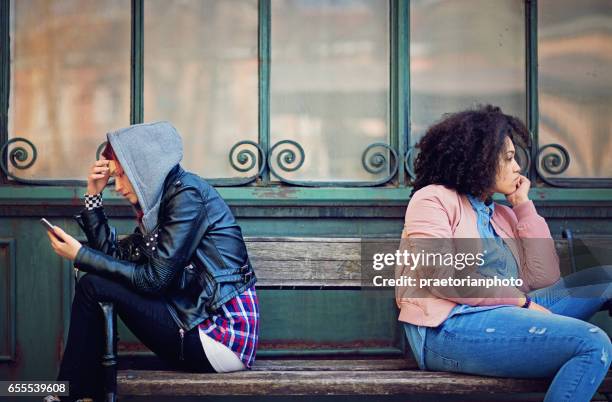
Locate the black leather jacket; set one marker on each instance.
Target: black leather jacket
(195, 257)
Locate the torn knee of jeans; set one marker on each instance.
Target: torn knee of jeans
(537, 331)
(604, 355)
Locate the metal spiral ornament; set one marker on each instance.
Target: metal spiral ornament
(376, 162)
(551, 159)
(19, 155)
(288, 159)
(23, 157)
(553, 162)
(243, 160)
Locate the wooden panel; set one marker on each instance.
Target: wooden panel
(293, 261)
(342, 382)
(7, 299)
(319, 262)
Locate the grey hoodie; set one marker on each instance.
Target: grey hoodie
(147, 153)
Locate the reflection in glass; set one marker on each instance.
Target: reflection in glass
(575, 82)
(329, 84)
(200, 73)
(464, 53)
(70, 80)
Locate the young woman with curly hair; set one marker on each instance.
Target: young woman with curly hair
(541, 329)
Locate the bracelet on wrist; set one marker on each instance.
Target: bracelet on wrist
(527, 302)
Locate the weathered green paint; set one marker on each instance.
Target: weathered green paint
(264, 32)
(8, 264)
(399, 85)
(285, 195)
(4, 75)
(531, 47)
(137, 63)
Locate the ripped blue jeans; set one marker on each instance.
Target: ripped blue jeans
(521, 343)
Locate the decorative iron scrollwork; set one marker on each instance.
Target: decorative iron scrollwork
(243, 160)
(289, 156)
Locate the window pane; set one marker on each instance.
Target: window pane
(329, 85)
(464, 53)
(70, 80)
(200, 73)
(575, 82)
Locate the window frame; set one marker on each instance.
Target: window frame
(399, 110)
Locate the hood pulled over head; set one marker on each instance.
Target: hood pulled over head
(147, 153)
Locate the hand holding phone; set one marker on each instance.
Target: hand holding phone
(49, 227)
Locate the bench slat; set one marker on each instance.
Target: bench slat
(322, 383)
(312, 262)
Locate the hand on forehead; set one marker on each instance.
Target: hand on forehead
(114, 167)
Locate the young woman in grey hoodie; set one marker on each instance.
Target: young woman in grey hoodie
(182, 282)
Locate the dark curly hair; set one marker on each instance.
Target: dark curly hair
(462, 151)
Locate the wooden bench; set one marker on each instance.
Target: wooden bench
(318, 265)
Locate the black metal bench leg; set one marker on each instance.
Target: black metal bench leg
(109, 359)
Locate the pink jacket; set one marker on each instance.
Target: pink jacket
(438, 212)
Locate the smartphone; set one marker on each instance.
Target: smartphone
(49, 227)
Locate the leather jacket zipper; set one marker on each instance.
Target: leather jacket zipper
(182, 335)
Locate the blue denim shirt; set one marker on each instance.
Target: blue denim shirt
(499, 261)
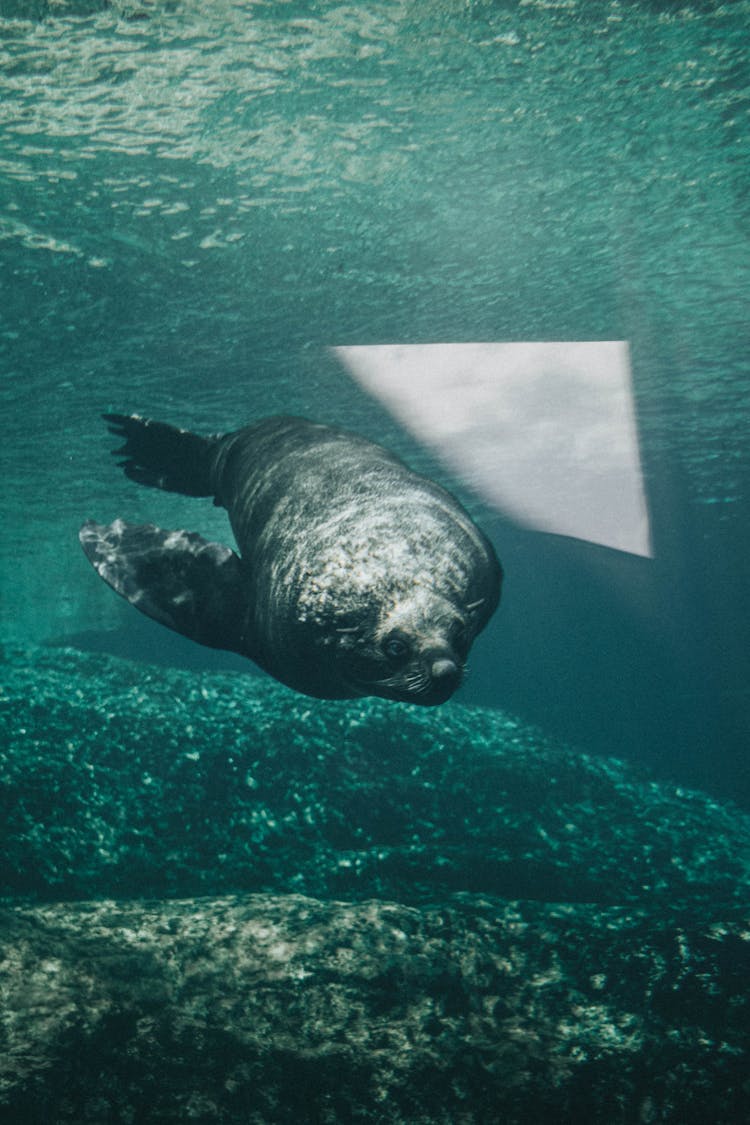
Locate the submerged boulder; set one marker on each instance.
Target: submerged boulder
(264, 1008)
(280, 910)
(126, 780)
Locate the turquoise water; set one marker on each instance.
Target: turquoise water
(198, 201)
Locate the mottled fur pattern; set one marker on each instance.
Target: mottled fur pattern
(357, 576)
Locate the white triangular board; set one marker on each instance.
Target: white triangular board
(544, 432)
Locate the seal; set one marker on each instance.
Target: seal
(355, 576)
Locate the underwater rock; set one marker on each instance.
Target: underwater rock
(530, 934)
(118, 779)
(285, 1009)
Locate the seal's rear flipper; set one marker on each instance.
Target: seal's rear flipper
(175, 577)
(161, 456)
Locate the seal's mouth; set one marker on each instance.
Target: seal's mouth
(427, 685)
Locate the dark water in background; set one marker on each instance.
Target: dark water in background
(197, 200)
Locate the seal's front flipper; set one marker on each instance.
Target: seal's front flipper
(175, 577)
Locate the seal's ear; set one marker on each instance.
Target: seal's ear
(175, 577)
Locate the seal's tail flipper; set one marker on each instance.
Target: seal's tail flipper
(163, 457)
(175, 577)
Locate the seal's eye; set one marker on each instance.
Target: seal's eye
(396, 648)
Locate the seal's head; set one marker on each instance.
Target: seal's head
(413, 653)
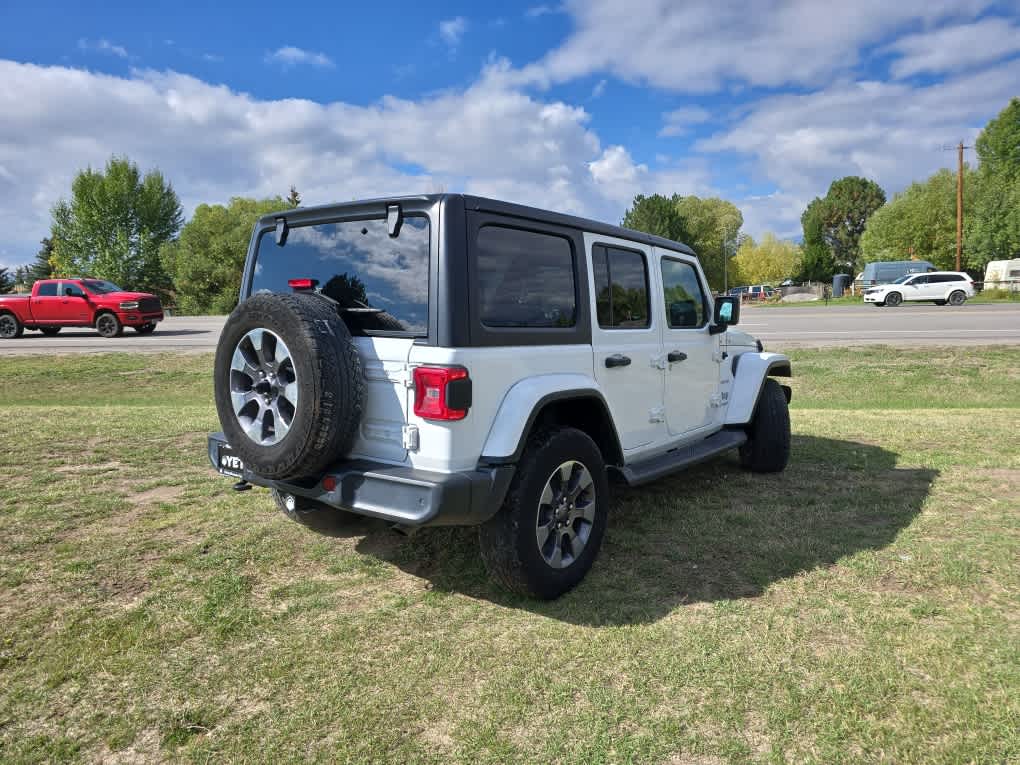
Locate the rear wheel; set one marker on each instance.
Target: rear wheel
(548, 532)
(10, 326)
(108, 325)
(767, 448)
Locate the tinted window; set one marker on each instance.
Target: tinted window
(525, 278)
(620, 288)
(684, 301)
(380, 283)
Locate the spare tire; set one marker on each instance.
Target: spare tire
(288, 385)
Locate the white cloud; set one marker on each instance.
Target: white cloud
(452, 31)
(678, 121)
(888, 132)
(955, 48)
(703, 45)
(290, 56)
(103, 46)
(213, 143)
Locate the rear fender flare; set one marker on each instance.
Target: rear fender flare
(522, 405)
(750, 372)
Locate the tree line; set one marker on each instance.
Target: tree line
(129, 227)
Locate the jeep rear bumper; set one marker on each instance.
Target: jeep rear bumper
(395, 493)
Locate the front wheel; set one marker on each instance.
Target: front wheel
(767, 448)
(548, 532)
(108, 325)
(10, 326)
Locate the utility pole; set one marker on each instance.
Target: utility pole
(960, 147)
(959, 203)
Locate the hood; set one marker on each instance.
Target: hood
(125, 296)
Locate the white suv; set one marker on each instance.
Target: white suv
(940, 288)
(448, 359)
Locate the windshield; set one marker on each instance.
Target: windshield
(100, 287)
(379, 282)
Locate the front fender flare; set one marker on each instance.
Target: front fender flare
(521, 405)
(750, 371)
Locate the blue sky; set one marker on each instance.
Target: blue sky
(575, 106)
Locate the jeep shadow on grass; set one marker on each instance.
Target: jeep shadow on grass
(714, 533)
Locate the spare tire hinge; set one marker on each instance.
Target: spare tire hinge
(409, 437)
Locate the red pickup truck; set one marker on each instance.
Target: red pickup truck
(56, 303)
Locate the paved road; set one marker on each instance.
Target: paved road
(777, 327)
(920, 323)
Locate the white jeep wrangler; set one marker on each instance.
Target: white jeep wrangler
(449, 359)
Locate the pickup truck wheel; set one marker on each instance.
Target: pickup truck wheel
(108, 325)
(767, 448)
(289, 386)
(10, 326)
(548, 532)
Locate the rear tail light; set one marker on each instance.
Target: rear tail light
(442, 393)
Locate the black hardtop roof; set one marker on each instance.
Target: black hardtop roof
(483, 204)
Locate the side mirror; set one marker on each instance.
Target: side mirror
(727, 311)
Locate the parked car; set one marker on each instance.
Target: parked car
(940, 288)
(56, 303)
(494, 370)
(887, 271)
(759, 292)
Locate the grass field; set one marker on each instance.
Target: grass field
(863, 606)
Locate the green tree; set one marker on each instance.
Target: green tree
(657, 214)
(710, 226)
(816, 256)
(42, 266)
(114, 225)
(206, 261)
(848, 205)
(920, 221)
(992, 233)
(767, 262)
(713, 226)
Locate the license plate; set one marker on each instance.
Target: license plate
(227, 462)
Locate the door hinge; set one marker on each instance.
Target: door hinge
(409, 438)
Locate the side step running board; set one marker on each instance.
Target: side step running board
(677, 459)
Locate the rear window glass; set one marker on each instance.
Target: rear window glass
(525, 278)
(380, 283)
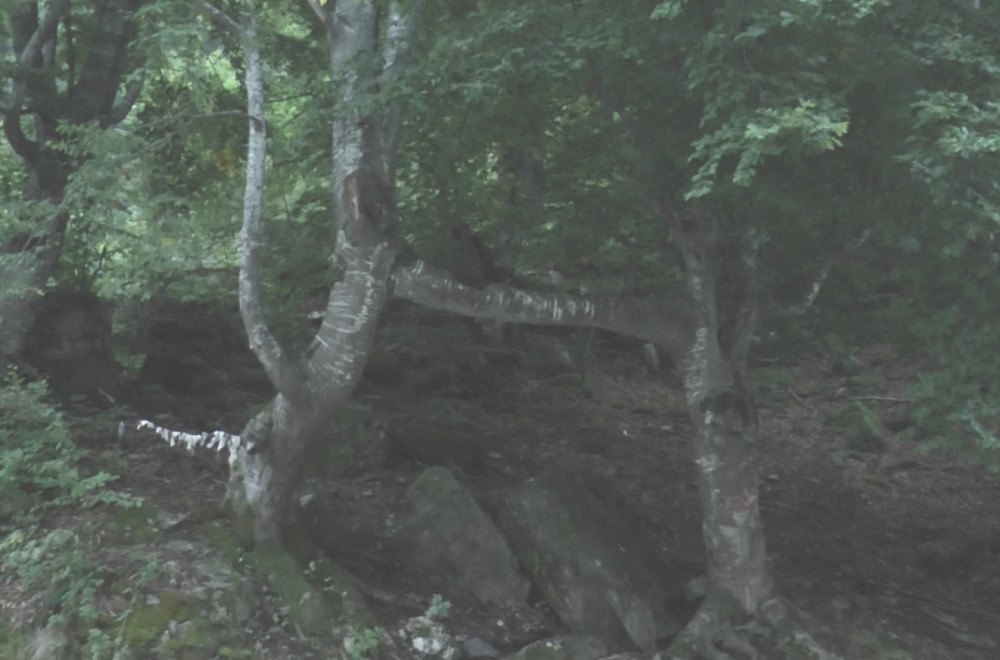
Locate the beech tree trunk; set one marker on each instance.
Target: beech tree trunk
(311, 388)
(89, 94)
(688, 330)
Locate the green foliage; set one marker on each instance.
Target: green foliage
(363, 643)
(38, 460)
(38, 472)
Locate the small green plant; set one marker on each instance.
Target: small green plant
(438, 609)
(361, 643)
(39, 471)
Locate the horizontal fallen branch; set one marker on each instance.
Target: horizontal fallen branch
(217, 440)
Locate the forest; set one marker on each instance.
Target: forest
(475, 329)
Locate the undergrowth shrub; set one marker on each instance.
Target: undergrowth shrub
(40, 473)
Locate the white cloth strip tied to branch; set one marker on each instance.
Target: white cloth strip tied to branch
(218, 440)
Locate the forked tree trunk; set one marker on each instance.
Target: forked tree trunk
(267, 468)
(29, 261)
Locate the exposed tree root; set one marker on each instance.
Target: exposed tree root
(775, 632)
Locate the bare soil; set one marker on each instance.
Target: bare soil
(889, 553)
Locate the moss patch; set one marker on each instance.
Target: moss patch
(148, 621)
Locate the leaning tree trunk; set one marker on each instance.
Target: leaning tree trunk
(268, 464)
(712, 364)
(89, 94)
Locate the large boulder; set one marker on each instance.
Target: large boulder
(455, 546)
(70, 342)
(591, 558)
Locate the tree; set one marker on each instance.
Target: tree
(74, 69)
(743, 133)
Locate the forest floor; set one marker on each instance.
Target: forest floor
(888, 552)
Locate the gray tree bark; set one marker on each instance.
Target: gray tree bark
(89, 94)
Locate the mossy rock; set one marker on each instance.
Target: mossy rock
(863, 427)
(148, 621)
(774, 378)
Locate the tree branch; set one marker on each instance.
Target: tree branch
(665, 322)
(125, 104)
(27, 149)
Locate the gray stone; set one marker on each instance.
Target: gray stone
(563, 647)
(591, 558)
(455, 545)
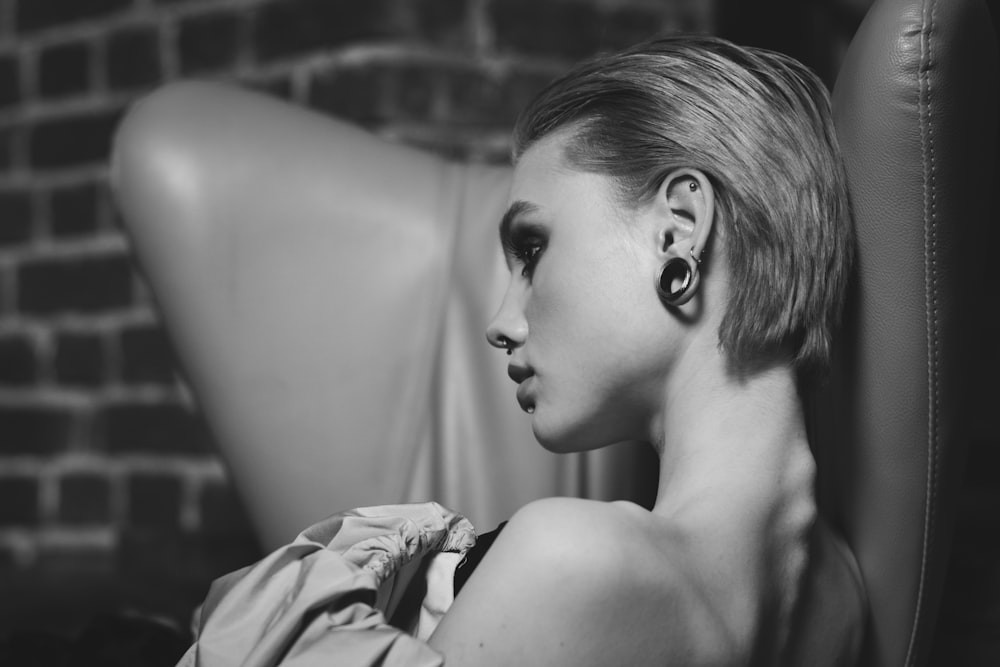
========
__Direction__. List every line in the data above that contains the word "jacket".

__Solved problem__.
Locate the black leather jacket; set one marker on each instance.
Target: black leather jacket
Locate the pink jacket; set one marker on each instance.
Target: pink jacket
Locate the leather jacket zipper; set one marker on each instance.
Target: leather jacket zipper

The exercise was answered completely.